**EXERCISE DETAILS:**
Pick out each line in the listing below that contains the word "canopy", and copy those lines.

(Object position labeling listing)
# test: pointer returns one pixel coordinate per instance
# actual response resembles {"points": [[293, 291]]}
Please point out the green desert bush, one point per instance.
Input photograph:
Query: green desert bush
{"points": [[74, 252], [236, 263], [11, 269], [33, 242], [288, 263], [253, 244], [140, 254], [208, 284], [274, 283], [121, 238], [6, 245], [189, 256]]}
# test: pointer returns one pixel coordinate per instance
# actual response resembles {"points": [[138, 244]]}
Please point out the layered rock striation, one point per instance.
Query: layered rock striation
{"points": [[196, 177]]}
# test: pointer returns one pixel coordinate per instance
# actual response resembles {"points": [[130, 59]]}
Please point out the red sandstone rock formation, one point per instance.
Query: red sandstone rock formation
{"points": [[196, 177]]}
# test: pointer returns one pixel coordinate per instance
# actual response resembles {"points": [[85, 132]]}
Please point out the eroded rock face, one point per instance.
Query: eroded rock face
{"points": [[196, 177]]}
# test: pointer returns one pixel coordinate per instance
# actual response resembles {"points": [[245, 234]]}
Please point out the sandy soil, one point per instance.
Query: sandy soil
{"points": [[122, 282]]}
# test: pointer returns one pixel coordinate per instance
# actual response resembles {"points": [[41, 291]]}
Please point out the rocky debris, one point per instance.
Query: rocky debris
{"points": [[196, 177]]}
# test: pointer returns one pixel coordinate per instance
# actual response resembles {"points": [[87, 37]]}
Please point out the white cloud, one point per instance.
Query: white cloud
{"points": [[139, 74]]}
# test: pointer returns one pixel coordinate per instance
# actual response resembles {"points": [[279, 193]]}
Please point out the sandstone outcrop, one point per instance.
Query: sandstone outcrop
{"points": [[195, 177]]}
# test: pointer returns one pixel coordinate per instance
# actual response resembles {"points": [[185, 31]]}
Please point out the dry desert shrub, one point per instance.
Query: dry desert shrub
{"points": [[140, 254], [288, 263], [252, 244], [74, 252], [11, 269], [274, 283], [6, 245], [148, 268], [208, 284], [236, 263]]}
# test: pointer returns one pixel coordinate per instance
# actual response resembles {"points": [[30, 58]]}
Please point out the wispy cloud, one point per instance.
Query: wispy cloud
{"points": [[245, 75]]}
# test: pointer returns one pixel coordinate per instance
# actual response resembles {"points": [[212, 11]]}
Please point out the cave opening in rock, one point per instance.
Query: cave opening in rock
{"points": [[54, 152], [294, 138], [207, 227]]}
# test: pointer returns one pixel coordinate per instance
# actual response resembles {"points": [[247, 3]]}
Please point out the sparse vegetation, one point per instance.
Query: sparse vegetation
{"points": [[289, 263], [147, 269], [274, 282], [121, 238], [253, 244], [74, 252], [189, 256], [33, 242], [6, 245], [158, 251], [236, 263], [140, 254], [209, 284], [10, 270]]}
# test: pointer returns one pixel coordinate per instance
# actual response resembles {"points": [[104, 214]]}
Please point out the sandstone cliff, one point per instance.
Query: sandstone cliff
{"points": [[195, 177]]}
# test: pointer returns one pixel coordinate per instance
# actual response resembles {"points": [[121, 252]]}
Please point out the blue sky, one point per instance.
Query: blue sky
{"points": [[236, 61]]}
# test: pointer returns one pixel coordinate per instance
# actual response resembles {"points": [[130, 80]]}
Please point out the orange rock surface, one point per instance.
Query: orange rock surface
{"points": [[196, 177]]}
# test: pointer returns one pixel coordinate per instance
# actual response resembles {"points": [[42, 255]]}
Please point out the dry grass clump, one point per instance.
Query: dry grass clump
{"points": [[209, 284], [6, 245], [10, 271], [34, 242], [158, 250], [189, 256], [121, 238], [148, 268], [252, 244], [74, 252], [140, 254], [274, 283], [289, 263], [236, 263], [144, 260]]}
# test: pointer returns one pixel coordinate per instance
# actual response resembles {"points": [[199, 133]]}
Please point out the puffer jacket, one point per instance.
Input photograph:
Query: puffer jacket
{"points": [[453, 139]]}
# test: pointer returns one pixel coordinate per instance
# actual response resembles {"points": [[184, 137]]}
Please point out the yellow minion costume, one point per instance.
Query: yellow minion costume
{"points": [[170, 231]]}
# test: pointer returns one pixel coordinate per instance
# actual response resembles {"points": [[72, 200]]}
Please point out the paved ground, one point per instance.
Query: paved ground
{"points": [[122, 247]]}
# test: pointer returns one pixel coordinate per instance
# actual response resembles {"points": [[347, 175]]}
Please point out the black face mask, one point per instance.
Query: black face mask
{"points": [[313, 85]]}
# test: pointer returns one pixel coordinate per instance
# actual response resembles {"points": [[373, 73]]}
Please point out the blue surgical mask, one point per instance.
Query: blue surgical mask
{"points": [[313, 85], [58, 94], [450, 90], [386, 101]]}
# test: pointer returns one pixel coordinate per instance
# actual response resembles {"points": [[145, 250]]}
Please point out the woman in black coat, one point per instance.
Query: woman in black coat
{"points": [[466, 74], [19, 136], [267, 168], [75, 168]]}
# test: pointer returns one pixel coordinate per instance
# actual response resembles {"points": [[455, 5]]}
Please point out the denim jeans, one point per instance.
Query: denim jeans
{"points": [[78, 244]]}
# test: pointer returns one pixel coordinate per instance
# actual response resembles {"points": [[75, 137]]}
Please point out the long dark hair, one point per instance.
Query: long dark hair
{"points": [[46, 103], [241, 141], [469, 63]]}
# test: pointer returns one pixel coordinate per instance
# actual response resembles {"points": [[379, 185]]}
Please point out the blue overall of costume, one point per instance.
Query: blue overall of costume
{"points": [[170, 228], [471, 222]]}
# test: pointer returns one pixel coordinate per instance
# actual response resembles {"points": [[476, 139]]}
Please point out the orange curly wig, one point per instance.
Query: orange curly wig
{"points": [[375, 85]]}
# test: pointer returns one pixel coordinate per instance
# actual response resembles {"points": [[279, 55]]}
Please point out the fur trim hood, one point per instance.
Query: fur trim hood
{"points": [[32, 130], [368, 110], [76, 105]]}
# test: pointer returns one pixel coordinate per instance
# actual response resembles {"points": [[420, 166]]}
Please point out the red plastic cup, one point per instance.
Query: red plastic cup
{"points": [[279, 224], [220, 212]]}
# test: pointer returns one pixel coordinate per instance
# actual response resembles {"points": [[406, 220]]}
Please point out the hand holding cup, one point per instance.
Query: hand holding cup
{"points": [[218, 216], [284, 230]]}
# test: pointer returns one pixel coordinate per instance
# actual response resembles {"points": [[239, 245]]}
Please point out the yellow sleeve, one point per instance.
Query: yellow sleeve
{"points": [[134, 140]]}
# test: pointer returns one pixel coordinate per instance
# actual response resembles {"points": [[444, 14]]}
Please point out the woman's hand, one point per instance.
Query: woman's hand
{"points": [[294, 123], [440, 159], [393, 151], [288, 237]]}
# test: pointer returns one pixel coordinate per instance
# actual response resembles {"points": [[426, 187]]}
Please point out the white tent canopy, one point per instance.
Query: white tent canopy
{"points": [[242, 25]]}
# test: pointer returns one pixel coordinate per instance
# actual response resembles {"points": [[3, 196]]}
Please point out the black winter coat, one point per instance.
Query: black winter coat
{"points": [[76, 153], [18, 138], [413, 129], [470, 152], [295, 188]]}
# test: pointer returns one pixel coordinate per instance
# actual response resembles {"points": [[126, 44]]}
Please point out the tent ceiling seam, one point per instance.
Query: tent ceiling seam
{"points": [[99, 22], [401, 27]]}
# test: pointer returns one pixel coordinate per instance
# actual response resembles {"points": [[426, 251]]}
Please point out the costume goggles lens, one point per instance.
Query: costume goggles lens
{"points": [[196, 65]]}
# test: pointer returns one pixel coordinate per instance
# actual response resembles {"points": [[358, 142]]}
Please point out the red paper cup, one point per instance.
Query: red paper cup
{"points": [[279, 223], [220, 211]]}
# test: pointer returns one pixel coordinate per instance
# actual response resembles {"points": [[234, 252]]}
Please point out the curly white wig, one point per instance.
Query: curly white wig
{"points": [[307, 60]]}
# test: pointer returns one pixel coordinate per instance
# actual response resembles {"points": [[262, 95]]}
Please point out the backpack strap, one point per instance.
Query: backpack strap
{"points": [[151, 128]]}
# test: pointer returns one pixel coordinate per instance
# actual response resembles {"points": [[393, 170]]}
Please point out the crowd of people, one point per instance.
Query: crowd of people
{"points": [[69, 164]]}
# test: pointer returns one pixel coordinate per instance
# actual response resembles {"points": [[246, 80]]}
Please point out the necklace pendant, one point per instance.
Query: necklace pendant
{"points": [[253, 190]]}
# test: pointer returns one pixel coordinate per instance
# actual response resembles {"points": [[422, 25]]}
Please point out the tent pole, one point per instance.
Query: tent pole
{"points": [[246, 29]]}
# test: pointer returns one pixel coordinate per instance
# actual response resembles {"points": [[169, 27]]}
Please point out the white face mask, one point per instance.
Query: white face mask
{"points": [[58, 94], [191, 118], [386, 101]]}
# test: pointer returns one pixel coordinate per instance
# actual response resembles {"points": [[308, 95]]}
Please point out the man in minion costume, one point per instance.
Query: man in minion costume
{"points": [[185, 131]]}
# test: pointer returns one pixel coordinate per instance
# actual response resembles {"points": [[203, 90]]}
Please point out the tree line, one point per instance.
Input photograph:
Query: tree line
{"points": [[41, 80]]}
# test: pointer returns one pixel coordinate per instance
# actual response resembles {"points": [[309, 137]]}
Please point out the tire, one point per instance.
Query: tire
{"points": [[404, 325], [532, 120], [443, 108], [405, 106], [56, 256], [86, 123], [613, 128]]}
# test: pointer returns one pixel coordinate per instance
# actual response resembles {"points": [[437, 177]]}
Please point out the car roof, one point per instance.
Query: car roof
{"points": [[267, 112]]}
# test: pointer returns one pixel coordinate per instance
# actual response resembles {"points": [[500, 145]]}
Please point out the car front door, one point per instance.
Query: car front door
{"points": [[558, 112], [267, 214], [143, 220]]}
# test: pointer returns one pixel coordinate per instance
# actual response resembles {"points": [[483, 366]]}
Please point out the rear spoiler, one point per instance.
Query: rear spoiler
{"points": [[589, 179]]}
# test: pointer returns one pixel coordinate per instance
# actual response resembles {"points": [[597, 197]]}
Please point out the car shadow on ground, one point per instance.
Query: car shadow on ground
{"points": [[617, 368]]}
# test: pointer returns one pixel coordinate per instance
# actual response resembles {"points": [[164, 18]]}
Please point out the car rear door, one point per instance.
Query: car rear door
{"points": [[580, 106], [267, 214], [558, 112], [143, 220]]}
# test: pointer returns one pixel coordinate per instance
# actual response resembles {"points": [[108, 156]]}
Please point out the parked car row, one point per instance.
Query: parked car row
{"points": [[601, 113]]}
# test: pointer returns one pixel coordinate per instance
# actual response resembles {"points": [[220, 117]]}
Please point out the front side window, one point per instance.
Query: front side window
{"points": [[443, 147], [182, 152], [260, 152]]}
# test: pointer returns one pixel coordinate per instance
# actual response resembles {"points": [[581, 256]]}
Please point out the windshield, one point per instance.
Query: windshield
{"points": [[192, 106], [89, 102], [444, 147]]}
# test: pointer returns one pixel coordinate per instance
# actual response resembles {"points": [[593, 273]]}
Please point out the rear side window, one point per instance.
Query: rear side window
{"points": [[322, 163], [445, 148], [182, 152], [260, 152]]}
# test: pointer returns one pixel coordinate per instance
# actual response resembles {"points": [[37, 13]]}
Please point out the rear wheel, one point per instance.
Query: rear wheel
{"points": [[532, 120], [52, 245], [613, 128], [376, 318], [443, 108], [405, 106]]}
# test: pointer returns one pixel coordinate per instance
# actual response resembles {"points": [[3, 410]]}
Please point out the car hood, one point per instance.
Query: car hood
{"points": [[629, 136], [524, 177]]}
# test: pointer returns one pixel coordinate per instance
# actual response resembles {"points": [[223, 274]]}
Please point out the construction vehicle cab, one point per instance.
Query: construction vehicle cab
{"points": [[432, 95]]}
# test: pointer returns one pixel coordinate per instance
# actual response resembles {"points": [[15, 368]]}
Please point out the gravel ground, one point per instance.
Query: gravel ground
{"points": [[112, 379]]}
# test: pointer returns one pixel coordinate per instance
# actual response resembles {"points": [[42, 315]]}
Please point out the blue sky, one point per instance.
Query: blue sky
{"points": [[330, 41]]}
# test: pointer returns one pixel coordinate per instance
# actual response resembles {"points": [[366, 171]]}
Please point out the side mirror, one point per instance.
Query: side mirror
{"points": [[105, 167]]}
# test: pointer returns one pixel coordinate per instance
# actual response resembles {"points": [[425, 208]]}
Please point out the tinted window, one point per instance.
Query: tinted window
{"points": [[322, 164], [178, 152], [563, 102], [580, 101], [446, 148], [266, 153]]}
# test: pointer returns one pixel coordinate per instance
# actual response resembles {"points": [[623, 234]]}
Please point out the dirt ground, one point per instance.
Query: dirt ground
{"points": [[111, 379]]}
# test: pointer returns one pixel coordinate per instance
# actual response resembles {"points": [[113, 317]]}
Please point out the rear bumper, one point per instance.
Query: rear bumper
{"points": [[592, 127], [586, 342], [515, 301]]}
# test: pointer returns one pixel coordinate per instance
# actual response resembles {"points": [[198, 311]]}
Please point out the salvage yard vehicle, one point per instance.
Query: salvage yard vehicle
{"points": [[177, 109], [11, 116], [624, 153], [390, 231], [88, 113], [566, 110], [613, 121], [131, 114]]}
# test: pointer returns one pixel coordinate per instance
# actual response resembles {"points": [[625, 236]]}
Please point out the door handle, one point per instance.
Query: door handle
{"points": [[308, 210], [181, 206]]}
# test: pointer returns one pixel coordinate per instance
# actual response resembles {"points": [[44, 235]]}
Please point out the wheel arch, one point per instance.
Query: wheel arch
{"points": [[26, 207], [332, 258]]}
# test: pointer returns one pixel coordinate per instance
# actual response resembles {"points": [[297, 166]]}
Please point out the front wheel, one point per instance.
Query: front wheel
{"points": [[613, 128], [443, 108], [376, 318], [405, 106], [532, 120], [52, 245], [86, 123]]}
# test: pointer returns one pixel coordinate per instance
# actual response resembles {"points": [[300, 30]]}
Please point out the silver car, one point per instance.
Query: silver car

**EXERCISE ANSWER:**
Please point out the white tent canopy, one point per instance.
Query: white tent canopy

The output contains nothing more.